REQUIREMENT: Keep to the lines from the one with "Objective — one point per instance of the dragonfly wing" through the end of the data, and write them out exactly.

(Records excerpted from a collection)
----

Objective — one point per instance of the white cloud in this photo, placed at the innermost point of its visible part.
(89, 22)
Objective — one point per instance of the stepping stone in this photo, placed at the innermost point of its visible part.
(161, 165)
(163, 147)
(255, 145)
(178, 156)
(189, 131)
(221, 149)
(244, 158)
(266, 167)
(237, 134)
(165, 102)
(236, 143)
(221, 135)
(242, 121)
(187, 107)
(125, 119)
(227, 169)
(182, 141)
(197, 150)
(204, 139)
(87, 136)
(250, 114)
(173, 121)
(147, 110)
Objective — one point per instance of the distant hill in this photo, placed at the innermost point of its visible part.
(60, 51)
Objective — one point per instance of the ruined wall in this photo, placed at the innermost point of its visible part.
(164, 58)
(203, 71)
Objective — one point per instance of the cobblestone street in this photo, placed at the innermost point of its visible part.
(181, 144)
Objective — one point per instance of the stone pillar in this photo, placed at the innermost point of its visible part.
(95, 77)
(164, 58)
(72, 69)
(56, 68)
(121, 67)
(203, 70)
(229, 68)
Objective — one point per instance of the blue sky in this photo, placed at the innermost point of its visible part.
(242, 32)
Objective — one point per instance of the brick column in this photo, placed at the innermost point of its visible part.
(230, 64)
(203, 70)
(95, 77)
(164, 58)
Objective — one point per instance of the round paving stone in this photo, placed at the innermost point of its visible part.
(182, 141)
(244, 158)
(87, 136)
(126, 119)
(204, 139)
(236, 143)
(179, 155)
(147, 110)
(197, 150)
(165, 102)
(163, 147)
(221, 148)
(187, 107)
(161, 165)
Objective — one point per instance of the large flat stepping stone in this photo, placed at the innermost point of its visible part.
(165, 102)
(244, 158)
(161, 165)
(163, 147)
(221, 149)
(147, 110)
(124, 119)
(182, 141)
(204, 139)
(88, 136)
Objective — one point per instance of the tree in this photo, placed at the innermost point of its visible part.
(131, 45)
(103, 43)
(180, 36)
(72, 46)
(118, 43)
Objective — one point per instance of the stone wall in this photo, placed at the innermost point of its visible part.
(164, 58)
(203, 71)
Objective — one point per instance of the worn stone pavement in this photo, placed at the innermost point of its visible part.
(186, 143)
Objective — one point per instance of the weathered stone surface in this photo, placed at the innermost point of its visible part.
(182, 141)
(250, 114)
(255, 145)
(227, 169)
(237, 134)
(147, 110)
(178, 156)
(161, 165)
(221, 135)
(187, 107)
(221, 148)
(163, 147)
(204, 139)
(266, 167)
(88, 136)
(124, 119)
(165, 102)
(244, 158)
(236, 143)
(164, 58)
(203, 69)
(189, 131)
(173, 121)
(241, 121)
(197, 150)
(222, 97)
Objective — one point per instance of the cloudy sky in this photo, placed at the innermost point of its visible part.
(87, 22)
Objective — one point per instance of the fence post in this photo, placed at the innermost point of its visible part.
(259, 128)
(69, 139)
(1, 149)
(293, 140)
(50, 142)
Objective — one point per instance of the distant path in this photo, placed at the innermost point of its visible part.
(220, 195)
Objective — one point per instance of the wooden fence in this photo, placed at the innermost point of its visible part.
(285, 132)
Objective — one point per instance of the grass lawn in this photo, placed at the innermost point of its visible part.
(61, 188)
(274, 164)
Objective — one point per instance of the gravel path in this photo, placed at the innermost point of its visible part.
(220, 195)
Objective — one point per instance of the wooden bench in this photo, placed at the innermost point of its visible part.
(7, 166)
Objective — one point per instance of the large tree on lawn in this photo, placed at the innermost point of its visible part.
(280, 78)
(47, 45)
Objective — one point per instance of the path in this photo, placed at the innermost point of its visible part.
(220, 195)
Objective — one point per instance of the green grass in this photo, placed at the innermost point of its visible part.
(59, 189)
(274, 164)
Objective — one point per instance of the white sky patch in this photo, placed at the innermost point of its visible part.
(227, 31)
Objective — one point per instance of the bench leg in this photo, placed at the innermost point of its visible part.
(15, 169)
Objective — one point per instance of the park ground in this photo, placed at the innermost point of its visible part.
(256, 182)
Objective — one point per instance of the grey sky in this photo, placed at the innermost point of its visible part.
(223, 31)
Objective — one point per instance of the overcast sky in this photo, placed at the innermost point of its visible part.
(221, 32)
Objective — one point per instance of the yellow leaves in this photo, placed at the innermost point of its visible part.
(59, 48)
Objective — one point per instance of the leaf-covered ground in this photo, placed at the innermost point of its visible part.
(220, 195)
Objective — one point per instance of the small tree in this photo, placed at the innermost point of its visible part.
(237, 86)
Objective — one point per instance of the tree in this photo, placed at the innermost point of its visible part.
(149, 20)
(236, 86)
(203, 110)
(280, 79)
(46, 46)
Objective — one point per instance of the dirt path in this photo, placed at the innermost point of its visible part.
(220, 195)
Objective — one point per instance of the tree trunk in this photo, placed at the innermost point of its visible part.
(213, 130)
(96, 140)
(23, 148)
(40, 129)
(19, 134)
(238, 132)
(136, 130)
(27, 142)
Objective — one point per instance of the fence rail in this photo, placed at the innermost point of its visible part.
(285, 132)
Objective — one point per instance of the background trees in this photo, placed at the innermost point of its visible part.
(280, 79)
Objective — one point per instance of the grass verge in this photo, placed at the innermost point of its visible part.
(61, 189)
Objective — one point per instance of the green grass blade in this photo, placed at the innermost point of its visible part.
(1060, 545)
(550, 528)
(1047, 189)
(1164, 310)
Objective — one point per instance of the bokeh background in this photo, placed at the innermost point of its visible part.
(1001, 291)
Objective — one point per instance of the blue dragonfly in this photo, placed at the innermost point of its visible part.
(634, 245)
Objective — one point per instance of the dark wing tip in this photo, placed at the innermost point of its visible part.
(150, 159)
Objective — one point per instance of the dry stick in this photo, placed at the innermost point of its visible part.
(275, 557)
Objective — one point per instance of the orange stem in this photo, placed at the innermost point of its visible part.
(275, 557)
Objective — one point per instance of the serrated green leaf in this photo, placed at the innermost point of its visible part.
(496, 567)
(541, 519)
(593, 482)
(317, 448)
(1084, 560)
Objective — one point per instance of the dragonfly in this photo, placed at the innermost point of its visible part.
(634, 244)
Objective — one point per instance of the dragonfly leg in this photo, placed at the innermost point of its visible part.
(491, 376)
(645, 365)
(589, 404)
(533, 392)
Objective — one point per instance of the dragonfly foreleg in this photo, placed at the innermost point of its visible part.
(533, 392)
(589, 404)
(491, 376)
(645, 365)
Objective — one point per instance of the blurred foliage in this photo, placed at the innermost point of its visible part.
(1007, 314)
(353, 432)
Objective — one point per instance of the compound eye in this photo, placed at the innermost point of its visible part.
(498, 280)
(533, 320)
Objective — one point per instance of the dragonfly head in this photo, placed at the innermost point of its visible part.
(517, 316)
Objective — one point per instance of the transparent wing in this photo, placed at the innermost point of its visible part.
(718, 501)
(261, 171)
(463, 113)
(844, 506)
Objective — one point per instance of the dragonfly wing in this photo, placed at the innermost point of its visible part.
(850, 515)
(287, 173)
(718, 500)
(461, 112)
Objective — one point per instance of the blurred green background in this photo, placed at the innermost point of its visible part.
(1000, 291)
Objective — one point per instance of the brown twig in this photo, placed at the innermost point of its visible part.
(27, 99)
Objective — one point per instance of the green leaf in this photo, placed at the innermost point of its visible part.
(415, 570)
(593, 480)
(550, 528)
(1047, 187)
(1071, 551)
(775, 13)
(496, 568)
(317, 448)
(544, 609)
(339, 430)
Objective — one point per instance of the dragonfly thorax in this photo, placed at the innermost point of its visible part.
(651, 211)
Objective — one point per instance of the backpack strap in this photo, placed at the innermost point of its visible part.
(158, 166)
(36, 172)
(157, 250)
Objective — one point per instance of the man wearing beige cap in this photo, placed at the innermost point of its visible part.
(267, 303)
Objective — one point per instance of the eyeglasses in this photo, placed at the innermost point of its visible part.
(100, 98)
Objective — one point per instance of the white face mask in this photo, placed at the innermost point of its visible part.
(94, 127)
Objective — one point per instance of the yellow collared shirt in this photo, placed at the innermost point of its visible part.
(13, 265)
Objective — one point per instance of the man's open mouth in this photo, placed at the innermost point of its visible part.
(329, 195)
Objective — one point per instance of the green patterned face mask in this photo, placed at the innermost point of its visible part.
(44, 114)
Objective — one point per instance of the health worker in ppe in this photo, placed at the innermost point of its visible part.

----

SOLUTION FOR THIS TASK:
Objective — one point per instance of the dragonfly wing in this photo, placed at the innermost point of its visible part.
(850, 515)
(287, 173)
(718, 500)
(461, 112)
Objective — one point per instance of the blurred green background in this photo, placed at the innermost point of its visible part.
(1000, 291)
Objective — one point per instance of the brown twig in this photo, placed at the innermost point of its visible part.
(27, 99)
Objective — one point per instance of the green leaf in this photo, placed at the innermost point of its visible part.
(415, 570)
(593, 480)
(550, 528)
(1047, 187)
(1071, 551)
(775, 13)
(496, 568)
(317, 448)
(544, 609)
(339, 430)
Objective — one point per instance of the dragonfly thorax in this photo, placed at the innermost point of its visible part.
(651, 211)
Objective — one point per instance of the backpack strap in this photo, placed at the innermost point of its visible part.
(158, 166)
(36, 172)
(157, 250)
Objective — one point per instance of the man wearing beige cap in this photo, placed at the innermost point of its visible part.
(267, 303)
Objective — one point per instance of the eyeglasses in this photo, placed at the innermost point of its visible part.
(100, 98)
Objective — one point per instance of the white face mask in this photo, placed at the innermost point of its visible part.
(94, 127)
Objective — one point per instance of the yellow collared shirt in this photo, placed at the innermost point of its visible part.
(13, 265)
Objective — one point per instance of the man's open mouth in this photo, placed at the innermost point of its visible part.
(329, 195)
Objective — one point per instance of the green patterned face mask in this photo, placed at the innermost point of its visible part.
(44, 114)
Objective — one point per instance of the health worker in ppe in this photo, placed at the innermost point of its visible part.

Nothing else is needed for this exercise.